The constant and continuous dethronement of emperors during Byzantium, along with the degeneration into civil war in the aftermath of the 1821 Revolution, as disparate power brokers such as the Maniot Mavromihalaioi refused to yield power to the central government of Kapodistrias, merely proves that the inherited prejudice runs deep. Of the Greek kings imposed upon the renascent Greek state by the Foreign Powers, Otto I, was deposed in 1862, his successor, George I was assassinated in 1913, Constantine I was deposed twice, his son Alexander was dispatched in 1920 by a particularly democratic Greek monkey, his brother George II was deposed in 1924, though later recalled, and his grandson, Constantine the II was deposed in 1975. Indeed, of all the modern kings of Grece, only Paul I’s reign passed without incident. This at least hints at the manner in which Greeks view their leaders. If we were to proceed to view the roller-coaster careers of such controversial politicians as Venizelos, Metaxas, Karamanlis x 2 and Papandreou x 3, the rule would be proved rather more evidently.
That is not to say that would be leaders are difficult to find among the Greeks. While we will not tolerate anyone viewing us as their inferior, because our sense of self-worth is so particularly prized, we display no apparent difficulty in having others consider us as superior, fonts of all wisdom and consequently imposing our will upon them. Throughout Greek history, and the microcosm of the organised Greek community, which because it has been run as a small collection of city states, disconcertingly mirrors the historical development of its prototype, there has been no shortage of such leaders. The problem, however, is that there has also been no shortage of other would-be leaders, ready to obstruct the imposition of their opponent’s will upon the populace, in order to impose their own. This summarizes in no small part, the history of Byzantium. The example of Alcibiades the Athenian, who, exiled from Athens, first aided Sparta and then the Persians against his homeland, also illustrates another aspect of the Greek furherprizip, namely, that a thwarted would-be leader, when bested, often turns against the institution he would so lovingly lead, conspiring to achieve its downfall or, galloping off into shadows, there to found a rival organisation that will teach his rivals a lesson or two.
Mature communities or states dispense with the need for charismatic ‘leaders.’ This country has not enjoyed them for some time. Instead, it is adherence to the system, a structure of shared and common values that best guarantees the success and viability of such states or institutions. Greece and the Greek community should be no different. No Greek leader has or will ever have the panacea for all our ills. Yet for generations, Greek people have sat back, abjuring responsibility for governance in their vital interests, expecting others to bear that heavy burden alone and blaming them when they fail or are seen to do so, just as self-appointed community pundits here may criticise the Antipodes Festival, without ever lending a hand or suggesting practical solutions to perceived problems.

• STORED DATA:
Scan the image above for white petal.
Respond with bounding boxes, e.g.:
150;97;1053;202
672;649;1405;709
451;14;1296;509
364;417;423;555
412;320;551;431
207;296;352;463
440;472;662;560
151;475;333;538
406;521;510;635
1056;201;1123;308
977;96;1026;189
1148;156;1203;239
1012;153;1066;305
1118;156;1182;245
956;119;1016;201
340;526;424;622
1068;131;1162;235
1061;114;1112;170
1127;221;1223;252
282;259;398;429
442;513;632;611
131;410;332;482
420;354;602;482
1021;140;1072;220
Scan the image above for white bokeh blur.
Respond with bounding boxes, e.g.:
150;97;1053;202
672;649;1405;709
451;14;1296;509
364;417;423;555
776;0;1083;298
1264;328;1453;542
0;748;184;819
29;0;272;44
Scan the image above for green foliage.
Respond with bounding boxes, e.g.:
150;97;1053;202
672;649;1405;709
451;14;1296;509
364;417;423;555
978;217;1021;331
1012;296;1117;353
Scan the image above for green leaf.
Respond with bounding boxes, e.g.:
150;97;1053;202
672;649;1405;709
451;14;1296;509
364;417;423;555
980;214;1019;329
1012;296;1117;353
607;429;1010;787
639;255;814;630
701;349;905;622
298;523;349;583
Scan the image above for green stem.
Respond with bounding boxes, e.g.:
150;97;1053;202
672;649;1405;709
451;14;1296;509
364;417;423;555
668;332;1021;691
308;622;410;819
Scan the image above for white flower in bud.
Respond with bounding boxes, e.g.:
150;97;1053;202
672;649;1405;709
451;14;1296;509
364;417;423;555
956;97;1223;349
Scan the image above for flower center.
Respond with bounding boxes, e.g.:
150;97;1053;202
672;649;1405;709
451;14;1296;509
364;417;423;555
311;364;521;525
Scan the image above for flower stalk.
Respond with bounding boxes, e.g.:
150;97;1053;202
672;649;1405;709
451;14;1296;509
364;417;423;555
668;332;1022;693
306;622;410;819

--

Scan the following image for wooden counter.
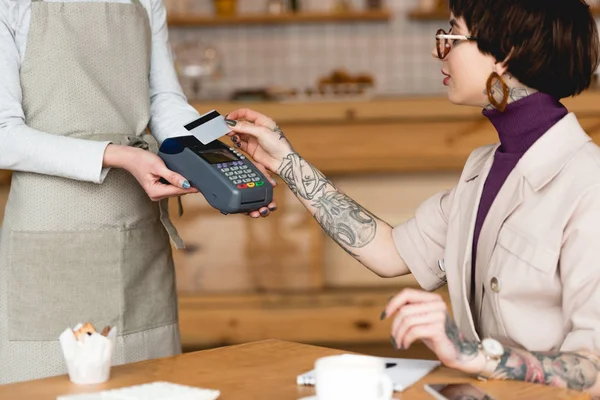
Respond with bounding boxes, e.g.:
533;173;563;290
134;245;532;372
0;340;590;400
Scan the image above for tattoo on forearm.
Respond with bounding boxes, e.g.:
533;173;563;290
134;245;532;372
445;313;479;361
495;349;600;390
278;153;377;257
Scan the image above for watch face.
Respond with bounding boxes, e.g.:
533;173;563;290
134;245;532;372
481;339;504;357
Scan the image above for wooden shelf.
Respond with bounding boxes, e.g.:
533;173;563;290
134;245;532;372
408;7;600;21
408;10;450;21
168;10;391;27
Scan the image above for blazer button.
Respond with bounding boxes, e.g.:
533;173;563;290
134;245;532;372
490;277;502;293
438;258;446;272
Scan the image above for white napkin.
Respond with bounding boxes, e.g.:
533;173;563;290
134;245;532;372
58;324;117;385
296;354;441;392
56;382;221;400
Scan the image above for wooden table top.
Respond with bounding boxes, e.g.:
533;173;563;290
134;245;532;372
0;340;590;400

...

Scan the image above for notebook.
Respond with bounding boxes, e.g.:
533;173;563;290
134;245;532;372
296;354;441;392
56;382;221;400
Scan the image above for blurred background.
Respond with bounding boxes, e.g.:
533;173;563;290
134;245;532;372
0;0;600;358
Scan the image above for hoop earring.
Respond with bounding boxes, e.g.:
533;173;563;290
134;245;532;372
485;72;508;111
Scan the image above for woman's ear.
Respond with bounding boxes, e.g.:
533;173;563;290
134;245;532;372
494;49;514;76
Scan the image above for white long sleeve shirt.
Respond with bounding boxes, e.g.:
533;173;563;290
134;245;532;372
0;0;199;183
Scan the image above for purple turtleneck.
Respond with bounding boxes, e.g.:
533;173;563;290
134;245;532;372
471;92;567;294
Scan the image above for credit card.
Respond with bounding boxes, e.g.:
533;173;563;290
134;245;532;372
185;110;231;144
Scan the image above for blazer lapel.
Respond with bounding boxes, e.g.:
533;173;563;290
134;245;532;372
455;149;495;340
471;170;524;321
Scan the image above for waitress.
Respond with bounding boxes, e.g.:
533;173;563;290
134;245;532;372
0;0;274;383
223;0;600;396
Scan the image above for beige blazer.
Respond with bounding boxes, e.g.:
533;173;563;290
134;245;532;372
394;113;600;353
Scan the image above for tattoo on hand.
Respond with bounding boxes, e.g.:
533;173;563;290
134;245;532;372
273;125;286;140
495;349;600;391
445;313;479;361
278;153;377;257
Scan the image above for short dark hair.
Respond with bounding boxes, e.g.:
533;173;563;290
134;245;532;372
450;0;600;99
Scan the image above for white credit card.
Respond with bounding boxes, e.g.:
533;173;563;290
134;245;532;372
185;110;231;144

• WHAT NEEDS TO BE DONE: Continue the passage about how Greeks treat their leaders, picking up right after its last sentence.

• EXERCISE ANSWER:
Our problem then, is not one of leadership. It is one of general apathy, of irresponsibility and hypocrisy, whereby we either exploit existing structures in order to create strife and further our own egotistical fantasies of domination, or divest ourselves of our stake in our own community, all the while paying lip service to ideals we generally espouse in principle only and not in practice, in the expectation that others will ensure the community’s survival to our satisfaction. Either way, the current situation of both the homeland and our own community have proven the bankruptcy of such an approach. If there is hope of arresting terminal decline, it lies in a broad, grassroots community identification and espousal of the values and aspiration that define it and a commitment to, rather than an abuse of, the structures that have been founded to further these. In short, it is to the equality-loving, individual-empowering model of Athenian democracy, where one’s commitment and service to the state was a pre-requisite of citizenship that we should look, if we truly care about the survival of our current institutions.
That of course takes time and consensus building is difficult. Diatribe on the other hand, has all the answers to any problem you could possibly imagine, delivered to you every Saturday. Submit therefore to its superior authority and watch it set you on the path of righteousness in order to propel you towards a future of grandeur. Do it, for your children, for your community, for your country. Do it, or else....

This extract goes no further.